■ **The task**
Please retype the listing below word for word, from the line containing "tree | locate" through the line containing "(79, 32), (86, 39)", both lines included.

■ **Task material**

----

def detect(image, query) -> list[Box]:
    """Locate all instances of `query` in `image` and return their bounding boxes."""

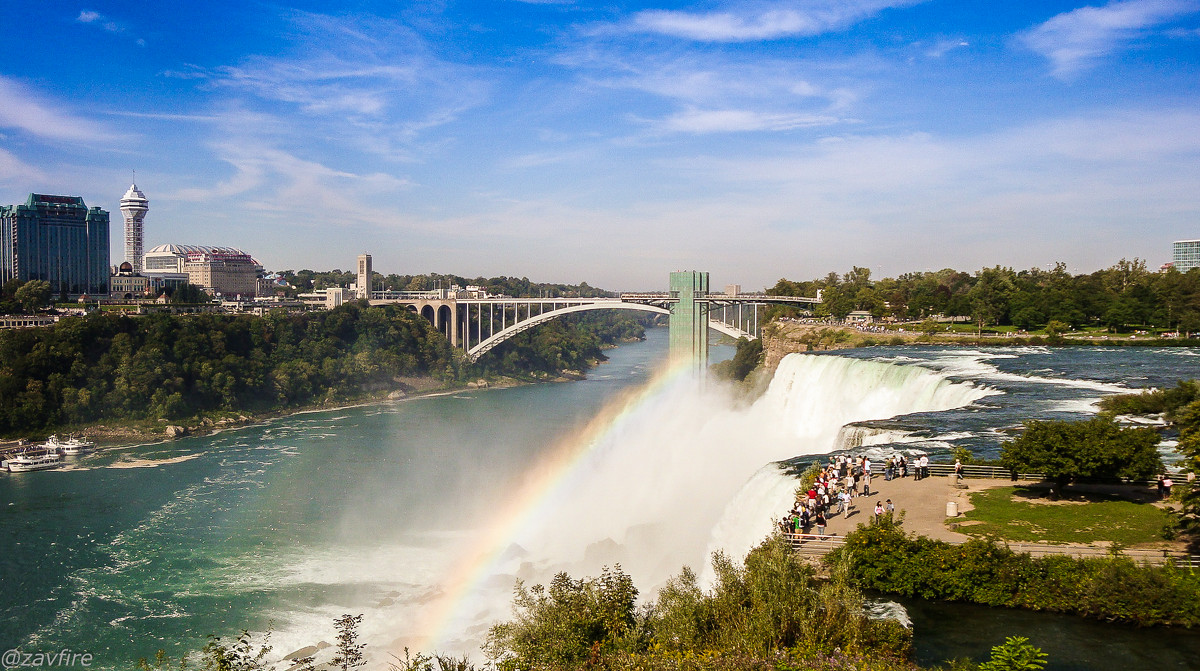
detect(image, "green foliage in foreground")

----

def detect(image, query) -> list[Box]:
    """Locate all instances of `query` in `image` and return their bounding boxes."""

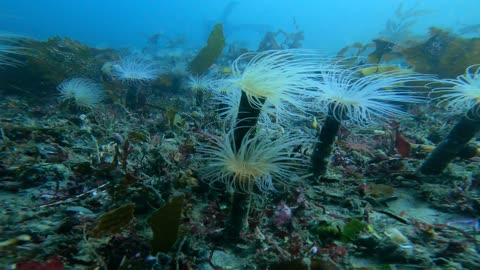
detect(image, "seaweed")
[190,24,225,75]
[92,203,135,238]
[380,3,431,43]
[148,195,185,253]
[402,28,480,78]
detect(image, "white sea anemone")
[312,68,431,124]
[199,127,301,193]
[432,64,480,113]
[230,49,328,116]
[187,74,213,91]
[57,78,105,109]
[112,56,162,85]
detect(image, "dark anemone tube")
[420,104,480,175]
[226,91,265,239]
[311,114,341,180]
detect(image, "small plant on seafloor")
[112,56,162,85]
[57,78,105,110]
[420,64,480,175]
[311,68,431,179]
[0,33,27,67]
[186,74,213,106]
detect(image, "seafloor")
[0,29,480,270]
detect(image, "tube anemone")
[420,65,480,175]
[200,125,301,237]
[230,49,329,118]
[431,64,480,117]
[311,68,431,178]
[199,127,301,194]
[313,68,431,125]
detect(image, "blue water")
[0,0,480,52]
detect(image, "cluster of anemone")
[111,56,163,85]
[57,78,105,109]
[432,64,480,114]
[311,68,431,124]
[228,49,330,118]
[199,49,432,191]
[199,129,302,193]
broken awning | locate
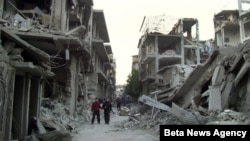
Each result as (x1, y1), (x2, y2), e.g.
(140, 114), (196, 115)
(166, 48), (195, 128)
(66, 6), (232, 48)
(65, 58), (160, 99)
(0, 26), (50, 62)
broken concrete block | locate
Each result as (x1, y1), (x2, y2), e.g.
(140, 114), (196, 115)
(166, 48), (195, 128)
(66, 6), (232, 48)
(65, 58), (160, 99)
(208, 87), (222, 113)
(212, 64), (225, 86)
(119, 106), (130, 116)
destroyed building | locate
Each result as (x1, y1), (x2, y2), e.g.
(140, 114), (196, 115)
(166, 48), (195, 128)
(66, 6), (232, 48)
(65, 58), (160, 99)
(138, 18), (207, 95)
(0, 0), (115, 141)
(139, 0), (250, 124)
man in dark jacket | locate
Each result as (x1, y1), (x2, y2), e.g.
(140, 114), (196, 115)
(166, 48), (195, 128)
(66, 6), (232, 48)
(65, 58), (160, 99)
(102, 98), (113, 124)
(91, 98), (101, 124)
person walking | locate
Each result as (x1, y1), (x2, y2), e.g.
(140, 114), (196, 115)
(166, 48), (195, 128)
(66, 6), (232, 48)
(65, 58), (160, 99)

----

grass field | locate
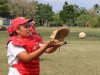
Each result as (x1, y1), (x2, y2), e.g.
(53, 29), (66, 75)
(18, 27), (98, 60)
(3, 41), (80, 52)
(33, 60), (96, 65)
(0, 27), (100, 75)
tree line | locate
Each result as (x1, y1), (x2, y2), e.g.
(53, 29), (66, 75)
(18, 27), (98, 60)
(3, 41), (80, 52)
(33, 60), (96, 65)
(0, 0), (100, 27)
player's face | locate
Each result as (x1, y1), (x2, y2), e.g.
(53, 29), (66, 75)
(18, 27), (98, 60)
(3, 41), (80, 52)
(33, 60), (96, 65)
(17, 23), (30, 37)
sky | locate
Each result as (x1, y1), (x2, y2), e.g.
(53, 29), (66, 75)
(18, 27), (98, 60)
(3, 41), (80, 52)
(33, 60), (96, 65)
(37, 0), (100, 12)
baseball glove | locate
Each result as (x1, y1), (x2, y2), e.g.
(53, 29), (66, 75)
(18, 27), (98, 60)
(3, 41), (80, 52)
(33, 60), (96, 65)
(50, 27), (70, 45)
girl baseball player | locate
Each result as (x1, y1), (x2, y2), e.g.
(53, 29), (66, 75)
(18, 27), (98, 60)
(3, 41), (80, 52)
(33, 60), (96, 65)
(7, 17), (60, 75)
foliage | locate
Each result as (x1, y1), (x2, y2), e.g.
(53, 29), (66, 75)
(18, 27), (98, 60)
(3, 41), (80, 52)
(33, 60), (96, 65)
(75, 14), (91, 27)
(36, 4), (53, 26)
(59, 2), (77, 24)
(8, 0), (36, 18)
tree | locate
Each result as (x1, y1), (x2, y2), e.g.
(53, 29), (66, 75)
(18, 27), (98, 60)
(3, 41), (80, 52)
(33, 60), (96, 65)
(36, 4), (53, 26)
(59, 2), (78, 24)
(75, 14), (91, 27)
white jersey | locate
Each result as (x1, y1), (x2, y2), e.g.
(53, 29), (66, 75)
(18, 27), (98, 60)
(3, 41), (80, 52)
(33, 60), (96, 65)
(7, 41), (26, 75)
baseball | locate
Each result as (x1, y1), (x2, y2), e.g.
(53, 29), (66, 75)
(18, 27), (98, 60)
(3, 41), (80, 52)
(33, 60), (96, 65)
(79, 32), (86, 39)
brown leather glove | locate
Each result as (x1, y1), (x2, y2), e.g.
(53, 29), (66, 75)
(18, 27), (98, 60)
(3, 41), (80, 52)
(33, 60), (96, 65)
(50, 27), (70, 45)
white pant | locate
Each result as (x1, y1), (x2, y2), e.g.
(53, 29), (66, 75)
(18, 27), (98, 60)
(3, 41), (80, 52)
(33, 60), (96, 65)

----

■ **Final result**
tree | locate
Each result as (x1, y1), (x2, y2), e.g.
(53, 29), (66, 75)
(18, 27), (98, 60)
(3, 41), (80, 52)
(33, 60), (96, 65)
(36, 4), (53, 26)
(59, 2), (78, 24)
(75, 14), (91, 27)
white jersey | locate
Each result as (x1, y1), (x2, y2), e.g.
(53, 29), (66, 75)
(18, 27), (98, 60)
(3, 41), (80, 52)
(33, 60), (96, 65)
(7, 41), (26, 75)
baseball | locate
Each result as (x1, y1), (x2, y2), e.g.
(53, 29), (66, 75)
(18, 27), (98, 60)
(3, 41), (80, 52)
(33, 60), (96, 65)
(79, 32), (86, 39)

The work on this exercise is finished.